» DOCUMENT EXTRACT:
|---|

Format: Paperback Verified Purchase
What do you get if you take M.R. James, add a pinch of Tales of the Unexpected and Blood on Satan’s Claw, sprinkle in some Nigel Kneale and stir it up with some choice E.F Benson? The answer is Chris Lambert’s unique book Tales from the Black Meadow.
Chris is an English teacher whom I first met when he was presenting a scene from his stage version of Night of the Living Dead performed by his pupils. Would that I had teachers like that. Who needs Shakespeare when you can have George A. Romero?
Tales of the Black meadow purports to be a collection of folk tales, legends, rhymes and stories from a remote and foreboding area of the North Yorkshire Moors. Folklorist Rodger Mullins of the University of York went missing in 1972 leaving no trace but a collection of work pertaining to The Black Meadow
The Black Meadow seems to be a shunned place bypassed by time. It reminds one of H.P.Lovecraft’s Dunwich or one of the desolate areas of the East coast in which M.R .James set his disturbing stories.

|---|

» GIVEN DATA:
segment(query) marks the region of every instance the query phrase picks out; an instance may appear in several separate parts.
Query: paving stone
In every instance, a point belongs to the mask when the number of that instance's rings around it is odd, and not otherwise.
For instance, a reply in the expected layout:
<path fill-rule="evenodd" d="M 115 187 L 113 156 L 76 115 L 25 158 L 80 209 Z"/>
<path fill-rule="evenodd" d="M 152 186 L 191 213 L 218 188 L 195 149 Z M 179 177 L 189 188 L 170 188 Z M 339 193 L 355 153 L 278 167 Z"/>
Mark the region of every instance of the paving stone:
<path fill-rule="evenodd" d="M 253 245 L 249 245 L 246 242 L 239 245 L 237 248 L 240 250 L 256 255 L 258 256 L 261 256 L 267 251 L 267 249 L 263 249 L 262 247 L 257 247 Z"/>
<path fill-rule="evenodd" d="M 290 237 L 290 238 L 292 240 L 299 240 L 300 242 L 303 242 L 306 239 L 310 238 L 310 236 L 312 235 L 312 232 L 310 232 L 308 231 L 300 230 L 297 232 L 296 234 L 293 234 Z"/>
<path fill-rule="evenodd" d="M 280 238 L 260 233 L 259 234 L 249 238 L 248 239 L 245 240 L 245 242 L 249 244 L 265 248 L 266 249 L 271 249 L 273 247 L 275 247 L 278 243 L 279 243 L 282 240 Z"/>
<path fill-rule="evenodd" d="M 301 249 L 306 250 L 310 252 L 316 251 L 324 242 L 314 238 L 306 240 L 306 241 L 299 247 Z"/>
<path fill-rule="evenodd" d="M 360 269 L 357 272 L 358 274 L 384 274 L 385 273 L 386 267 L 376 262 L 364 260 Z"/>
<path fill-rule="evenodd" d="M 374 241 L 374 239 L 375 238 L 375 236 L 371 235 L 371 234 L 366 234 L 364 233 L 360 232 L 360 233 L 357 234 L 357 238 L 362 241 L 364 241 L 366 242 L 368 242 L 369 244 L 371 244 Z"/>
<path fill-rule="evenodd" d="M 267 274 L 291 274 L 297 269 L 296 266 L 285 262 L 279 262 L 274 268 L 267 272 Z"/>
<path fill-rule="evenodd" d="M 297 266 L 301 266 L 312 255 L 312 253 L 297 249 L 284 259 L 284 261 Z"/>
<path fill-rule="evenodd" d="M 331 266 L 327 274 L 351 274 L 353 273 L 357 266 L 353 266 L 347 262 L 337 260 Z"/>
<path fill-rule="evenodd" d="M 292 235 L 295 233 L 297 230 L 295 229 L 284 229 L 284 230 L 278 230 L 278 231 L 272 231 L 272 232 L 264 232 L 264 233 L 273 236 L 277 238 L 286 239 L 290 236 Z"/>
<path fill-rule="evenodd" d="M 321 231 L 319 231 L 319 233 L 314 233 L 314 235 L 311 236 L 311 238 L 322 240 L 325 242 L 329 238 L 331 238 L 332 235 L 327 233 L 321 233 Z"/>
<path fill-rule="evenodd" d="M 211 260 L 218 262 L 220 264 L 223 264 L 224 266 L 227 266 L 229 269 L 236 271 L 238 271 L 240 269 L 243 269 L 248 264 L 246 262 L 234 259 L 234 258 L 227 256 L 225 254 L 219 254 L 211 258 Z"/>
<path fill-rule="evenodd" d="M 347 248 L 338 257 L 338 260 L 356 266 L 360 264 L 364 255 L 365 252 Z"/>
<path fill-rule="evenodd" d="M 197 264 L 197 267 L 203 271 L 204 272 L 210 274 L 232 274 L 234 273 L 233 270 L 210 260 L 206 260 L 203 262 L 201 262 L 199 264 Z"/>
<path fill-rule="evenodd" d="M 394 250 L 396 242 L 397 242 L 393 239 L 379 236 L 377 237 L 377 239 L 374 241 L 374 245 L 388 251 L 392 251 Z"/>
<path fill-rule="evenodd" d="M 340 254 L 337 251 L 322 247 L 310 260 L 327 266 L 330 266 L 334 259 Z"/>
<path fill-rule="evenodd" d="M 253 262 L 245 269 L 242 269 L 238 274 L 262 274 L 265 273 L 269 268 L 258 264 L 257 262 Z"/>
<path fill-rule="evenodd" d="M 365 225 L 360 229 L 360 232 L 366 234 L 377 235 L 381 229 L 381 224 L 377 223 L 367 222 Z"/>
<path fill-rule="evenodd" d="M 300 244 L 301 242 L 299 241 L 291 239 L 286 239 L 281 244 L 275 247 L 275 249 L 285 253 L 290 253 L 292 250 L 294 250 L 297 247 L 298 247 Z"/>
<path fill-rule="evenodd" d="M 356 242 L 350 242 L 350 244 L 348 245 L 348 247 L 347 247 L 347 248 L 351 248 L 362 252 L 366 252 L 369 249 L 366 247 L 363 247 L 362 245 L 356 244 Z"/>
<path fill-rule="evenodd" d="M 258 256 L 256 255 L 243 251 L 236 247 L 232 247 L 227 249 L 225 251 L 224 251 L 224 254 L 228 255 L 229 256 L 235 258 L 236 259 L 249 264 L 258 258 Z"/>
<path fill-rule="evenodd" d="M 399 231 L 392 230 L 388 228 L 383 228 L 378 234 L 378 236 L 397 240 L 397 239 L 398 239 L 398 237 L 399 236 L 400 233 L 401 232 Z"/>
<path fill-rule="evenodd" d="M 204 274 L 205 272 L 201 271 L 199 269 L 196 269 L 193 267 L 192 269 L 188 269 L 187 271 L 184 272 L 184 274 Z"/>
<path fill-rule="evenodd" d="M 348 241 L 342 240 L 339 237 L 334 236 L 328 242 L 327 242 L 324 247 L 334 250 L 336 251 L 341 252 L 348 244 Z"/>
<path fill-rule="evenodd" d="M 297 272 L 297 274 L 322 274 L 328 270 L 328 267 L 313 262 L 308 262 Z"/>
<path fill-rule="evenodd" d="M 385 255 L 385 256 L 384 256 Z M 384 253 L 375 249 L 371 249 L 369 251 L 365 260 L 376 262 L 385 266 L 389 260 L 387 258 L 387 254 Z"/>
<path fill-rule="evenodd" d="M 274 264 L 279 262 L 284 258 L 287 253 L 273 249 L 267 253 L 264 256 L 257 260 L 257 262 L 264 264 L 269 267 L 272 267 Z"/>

|---|

» REQUIRED TASKS:
A) Answer these about the book review:
(i) What is Chris Lambert's job?
(ii) In what year did Rodger Mullins go missing?
(iii) The folk tales in the book are said to come from a remote area of which moors?
B) Extend the review of the Black Meadow book past its final sentence.
The items have nothing to do with the book review.

» TASK ANSWERS:
A)
(i) He is an English teacher.
(ii) 1972
(iii) The North Yorkshire Moors

B)
The stories and rhymes contained in the book are notable for both outstanding oddness and the queer ring of ‘truth’ that marks out many a good story. The anecdotes remind one of some of the weirder stories covered within the pages of Fortean Times. One of the best stories The Land Spheres involves black spheres that emerge from the mists one night and simply devour all light. The story put me in mind of an account from WWII when a group of night watchmen saw a black sphere emerge from the night and seemingly toss about some heavy railway sleepers. The story isn’t strictly horror but it is so deeply strange as to be unsettling. It is this kind of story, both on the printed page and in real life that I find by turns the most intriguing and the most disturbing.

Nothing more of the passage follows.